— Start of Working data —
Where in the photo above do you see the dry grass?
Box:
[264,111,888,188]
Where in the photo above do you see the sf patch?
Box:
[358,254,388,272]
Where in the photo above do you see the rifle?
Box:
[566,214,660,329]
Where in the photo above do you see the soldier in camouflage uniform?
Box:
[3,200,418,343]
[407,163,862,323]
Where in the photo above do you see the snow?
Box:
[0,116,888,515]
— End of Working data —
— Start of Working data —
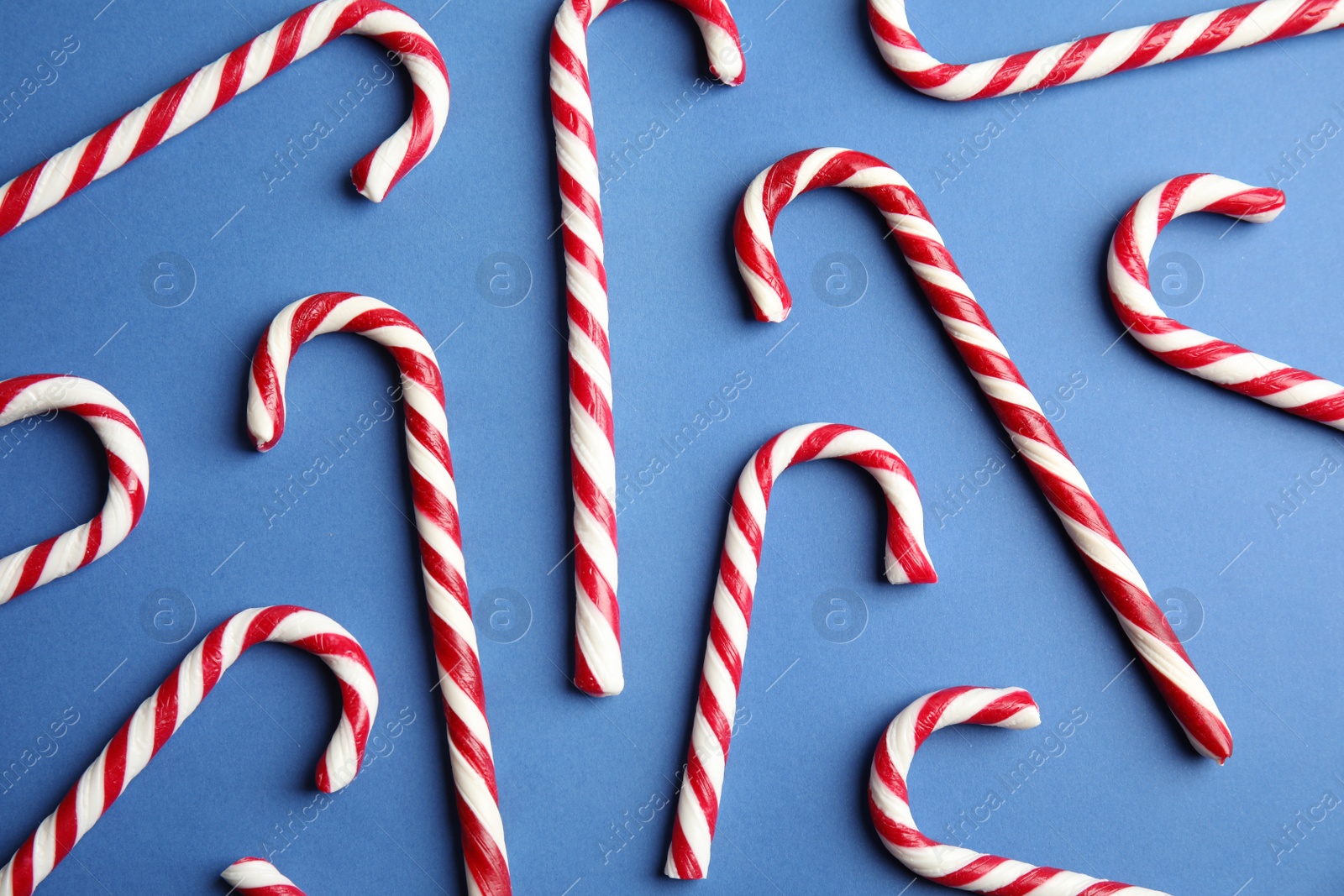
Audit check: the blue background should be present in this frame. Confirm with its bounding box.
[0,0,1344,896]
— End of Working data —
- _Aim_: Write the records from the line containing "Where in the photo above do you see the dry" through the line containing "[407,163,862,323]", both lines included, as a two-column CSV with the headers input and output. Each row should hold one record, with its text in the input column and its answer in the output column. Quote every field and replace line breaks with spaces.

- _Task result_:
input,output
"Where in the photo above do you see the dry grass? Box:","[264,111,888,188]"
"Where in the photo above do you see the sf patch? Box:","[358,254,388,272]"
"Where in the photo above do you see the rifle? Box:","[566,214,660,329]"
"Where in the photo above do you see the soldier in camouflage uniform? Box:","[3,200,418,343] [407,163,862,323]"